Task directions:
The listing below is to be output in its exact form.

Data excerpts:
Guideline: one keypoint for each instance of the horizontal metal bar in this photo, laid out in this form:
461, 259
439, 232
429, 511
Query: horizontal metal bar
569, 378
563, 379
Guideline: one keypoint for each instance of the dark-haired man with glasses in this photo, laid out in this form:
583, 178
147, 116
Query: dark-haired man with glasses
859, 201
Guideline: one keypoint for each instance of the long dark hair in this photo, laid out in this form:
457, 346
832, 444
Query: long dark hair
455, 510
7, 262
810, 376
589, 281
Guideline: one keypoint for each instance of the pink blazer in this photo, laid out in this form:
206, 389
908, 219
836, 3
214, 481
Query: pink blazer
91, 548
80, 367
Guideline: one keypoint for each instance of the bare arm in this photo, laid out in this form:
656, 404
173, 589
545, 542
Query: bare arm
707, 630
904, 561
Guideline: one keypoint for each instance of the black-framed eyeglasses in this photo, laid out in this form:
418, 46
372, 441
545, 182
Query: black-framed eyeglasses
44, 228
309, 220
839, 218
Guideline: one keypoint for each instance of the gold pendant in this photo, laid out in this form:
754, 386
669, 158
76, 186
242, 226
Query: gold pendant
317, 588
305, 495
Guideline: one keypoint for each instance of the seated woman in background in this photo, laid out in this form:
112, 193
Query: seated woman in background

Answer below:
Guideline: one keypoint for each instance of the horizontal metal bar in this photo, laid out in this form:
461, 259
439, 232
429, 511
Query: horizontal metal bar
569, 378
563, 379
Guideline: one keypoint for each instance of the dark-haired man with glasses in this photo, laid out in this form:
583, 178
147, 116
Query: dark-haired man with glasses
859, 201
Guideline: one keypoint for each instance of the long dark hair in this photo, laid out in this form:
457, 346
832, 444
Query: long dark hair
455, 510
7, 262
810, 376
589, 281
Guideline: one keypoint for each instance of the pink blazer in this photo, laid out in this form:
206, 389
908, 219
836, 3
214, 481
Query: pink blazer
91, 548
80, 367
Guideline: one keypoint for each instance of the bare arm in this photo, laid out in this form:
656, 404
173, 589
545, 542
Query: bare arm
707, 630
904, 561
Guideline: one keypoint for each instance of the black-framed eyeglasses in this photo, laid out in this form:
418, 46
372, 441
545, 182
Query: black-framed eyeglasses
44, 228
309, 220
839, 218
Guideline: one keypoint for each instance of the gold pendant in this photo, laid out in this form:
754, 386
669, 158
76, 186
242, 226
Query: gold pendant
317, 588
305, 495
Guideline: one keypoint for each instance of the seated woman in background in this photo, laid out in this form:
112, 193
Query: seated woman in background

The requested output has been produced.